» EXERCISE INSTRUCTIONS
Put the records from the line containing "Inline example — detecting brick" through the line containing "115;158;223;255", both included, into a numbered list, and omit any blank lines.
------ EXTRACTED MATERIAL ------
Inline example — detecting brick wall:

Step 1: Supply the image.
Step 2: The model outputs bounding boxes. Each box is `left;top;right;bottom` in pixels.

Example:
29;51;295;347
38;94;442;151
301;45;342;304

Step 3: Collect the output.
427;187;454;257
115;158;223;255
------
------ EXTRACTED MATERIAL ------
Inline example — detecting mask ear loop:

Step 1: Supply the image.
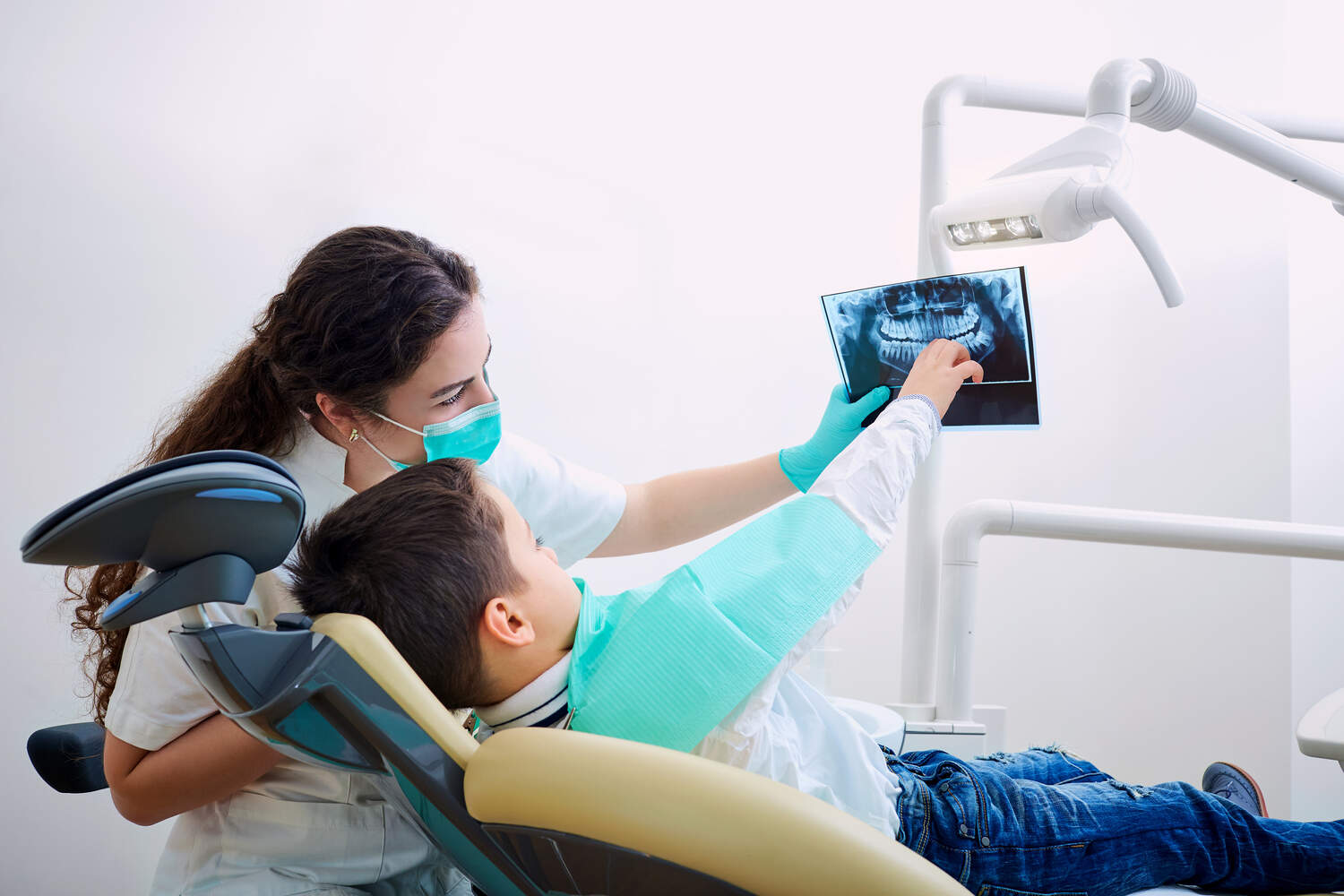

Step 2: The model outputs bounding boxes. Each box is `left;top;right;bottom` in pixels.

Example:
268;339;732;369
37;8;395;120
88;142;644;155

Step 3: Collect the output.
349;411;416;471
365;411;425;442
------
» WRITTEN ANSWER
1. Inline example — detecting brick wall:
2. Step 1: Supply the image.
3. Step 2: The model outputs bounding boxes. Each box is `left;top;right;bottom` in pixels.
4. Example:
5. 29;51;295;347
6. 38;94;442;151
7. 301;45;342;304
8. Step 3: Collect the output.
9. 427;187;454;257
10. 115;158;223;255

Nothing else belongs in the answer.